* [Supplied records]
====

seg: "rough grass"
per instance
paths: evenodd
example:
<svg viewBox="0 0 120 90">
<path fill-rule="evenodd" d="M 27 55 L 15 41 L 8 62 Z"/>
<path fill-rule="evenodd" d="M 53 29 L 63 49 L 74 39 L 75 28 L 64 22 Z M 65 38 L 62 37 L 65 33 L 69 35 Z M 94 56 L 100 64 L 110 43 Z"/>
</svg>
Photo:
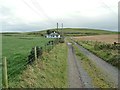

====

* [Instruction]
Set out the lines of the items above as a numbered list, skipping any blank lines and leaving out the pictures.

* [Completed exercise]
1. seg: "rough grass"
2. per instance
3. paths: evenodd
4. example:
5. <svg viewBox="0 0 120 90">
6. <path fill-rule="evenodd" d="M 27 55 L 15 41 L 8 62 Z"/>
7. <path fill-rule="evenodd" d="M 53 29 L 63 49 L 74 39 L 75 28 L 64 22 Z M 65 38 L 62 37 L 65 33 L 69 35 Z M 94 56 L 100 64 L 110 43 Z"/>
8. </svg>
9. Photo:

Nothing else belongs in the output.